Problem: Write the entries out again in full and unchanged, dropping every image.

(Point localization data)
··········
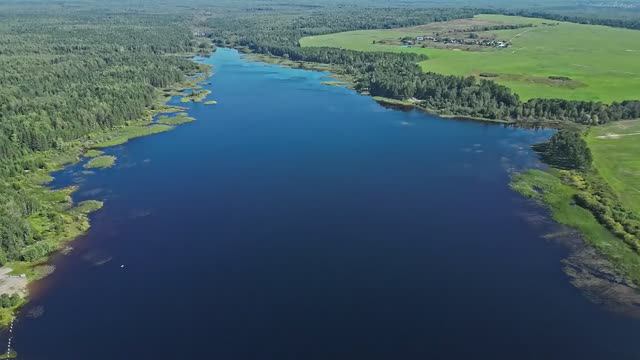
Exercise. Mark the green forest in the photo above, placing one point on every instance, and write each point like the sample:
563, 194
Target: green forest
397, 75
66, 78
71, 74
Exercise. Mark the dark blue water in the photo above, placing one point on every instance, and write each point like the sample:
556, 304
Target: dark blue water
296, 220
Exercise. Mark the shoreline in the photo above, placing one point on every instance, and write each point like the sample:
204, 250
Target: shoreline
589, 268
346, 81
18, 276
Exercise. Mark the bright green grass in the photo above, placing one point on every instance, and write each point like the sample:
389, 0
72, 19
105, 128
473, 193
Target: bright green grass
178, 119
603, 62
547, 188
616, 155
101, 162
127, 133
91, 153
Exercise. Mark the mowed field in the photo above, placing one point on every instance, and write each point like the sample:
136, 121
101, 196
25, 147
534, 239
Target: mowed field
603, 63
615, 148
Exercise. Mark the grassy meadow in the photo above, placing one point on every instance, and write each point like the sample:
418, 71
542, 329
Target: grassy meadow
603, 63
615, 148
552, 189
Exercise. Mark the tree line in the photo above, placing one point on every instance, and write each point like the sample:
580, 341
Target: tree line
64, 77
397, 75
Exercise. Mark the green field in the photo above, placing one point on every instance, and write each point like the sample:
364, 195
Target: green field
603, 63
615, 149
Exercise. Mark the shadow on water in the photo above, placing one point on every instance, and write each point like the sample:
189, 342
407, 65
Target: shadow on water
317, 224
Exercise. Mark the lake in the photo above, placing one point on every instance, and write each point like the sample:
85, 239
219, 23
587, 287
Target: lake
298, 220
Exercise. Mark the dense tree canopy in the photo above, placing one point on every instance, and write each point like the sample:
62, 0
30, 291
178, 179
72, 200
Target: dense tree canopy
64, 77
397, 75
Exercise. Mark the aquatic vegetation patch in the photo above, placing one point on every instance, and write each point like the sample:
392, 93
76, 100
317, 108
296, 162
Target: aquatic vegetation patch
554, 190
101, 162
178, 119
91, 153
123, 135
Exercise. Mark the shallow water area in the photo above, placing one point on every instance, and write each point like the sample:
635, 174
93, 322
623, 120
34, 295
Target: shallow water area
297, 220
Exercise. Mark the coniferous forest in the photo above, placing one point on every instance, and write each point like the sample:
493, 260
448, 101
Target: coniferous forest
68, 74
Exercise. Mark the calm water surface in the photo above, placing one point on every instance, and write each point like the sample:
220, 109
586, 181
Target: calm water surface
296, 220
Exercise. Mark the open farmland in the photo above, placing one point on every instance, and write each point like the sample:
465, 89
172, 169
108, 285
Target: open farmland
543, 58
615, 149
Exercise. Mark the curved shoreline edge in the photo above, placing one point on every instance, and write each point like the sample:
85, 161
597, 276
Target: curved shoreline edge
16, 276
589, 266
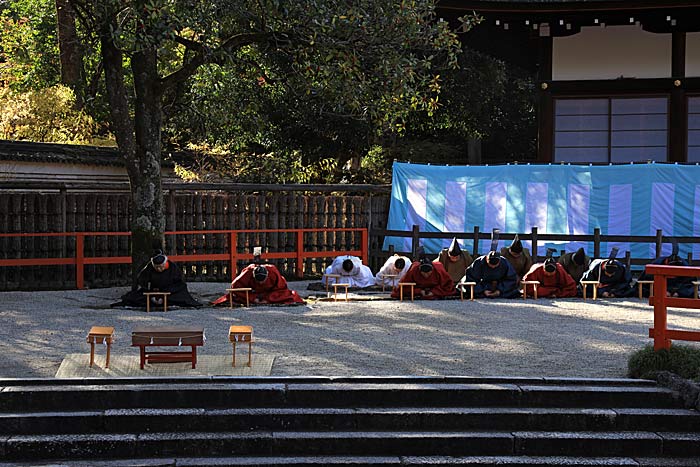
··········
Output:
Exercise. Mark the green forest in the photo above, placing one point on every instance, and write each point like the sample:
563, 194
Target: green forest
397, 75
66, 78
71, 74
Exercise. Mark the dark blue water in the photo above, placing one point on every instance, and write each point like the sample:
556, 304
Target: dark blue water
296, 220
Exercise. Mark the shoreline in the photo above, placing one point on every instance, and write each point like the sample:
204, 250
Target: shoreline
589, 268
346, 81
18, 276
Exercise. Mark the bright green grass in the photo above, placing one point on every instance, and write each point like the sample:
389, 0
72, 19
105, 128
473, 193
Target: bright green grass
178, 119
603, 62
547, 188
616, 155
101, 162
127, 133
91, 153
Exercise. Mark the mowed field in the photo above, placing one point on every instance, and write each point like the sample:
136, 121
101, 196
25, 147
534, 239
Target: mowed field
603, 63
615, 148
Exercise. Mark the grassy meadow in the photo above, placing one point on every instance, and write each point like the sample:
418, 71
542, 329
Target: grassy meadow
603, 63
615, 148
552, 189
Exercise. Mark the tree line in the photo above, placing one point on every instance, and write each point like the sample:
580, 341
Target: tree line
64, 77
397, 75
Exercise. Mark the green field in the photo above, placing one point on every instance, and write each point like the sample:
364, 195
Target: green field
603, 63
615, 149
Exercise. Mark the shadow on water in the photo above, placing one point on every instance, and write each point like the sample:
189, 342
407, 65
Target: shadow on water
317, 224
Exercise. Mark the lake in the photo above, placing one point on every instance, and write each point like the sample:
85, 239
219, 23
587, 287
Target: lake
298, 220
Exercise. Mark the dense tree canopy in the photo above, placing one point on every instance, and write each point like the sample:
62, 0
30, 291
178, 179
72, 200
Target: dense tree canopy
64, 77
397, 75
Exercise. Mark the aquatic vegetation patch in the photo above, placing one point on every instance, and write each point like the sample:
392, 93
76, 100
317, 108
296, 162
Target: aquatic vegetation patch
554, 190
101, 162
178, 119
91, 153
123, 135
Exercise. Mark the shallow water area in the photo above, placing one point on every instance, and write each point like the sample:
635, 174
93, 322
623, 120
34, 295
Target: shallow water area
297, 220
Exercise. Mark the coniferous forest in the photo above, placing one point on every instance, and write each point like the sample:
493, 260
448, 101
Target: coniferous forest
68, 74
Exercise. Mark the calm water surface in the photo above, placing one point on every instance, and write each point like the sample:
220, 109
586, 181
Target: calm water surface
296, 220
Exercise. Mark the open farmland in the photo above, placing one point on every instance, and write each point like the sample:
465, 89
172, 169
108, 285
Target: open farmland
543, 58
615, 149
Exercise. Mark the curved shoreline edge in the photo above, placing one point on every instance, and write each point like the sample:
85, 161
597, 276
Target: curved shoreline edge
16, 276
589, 266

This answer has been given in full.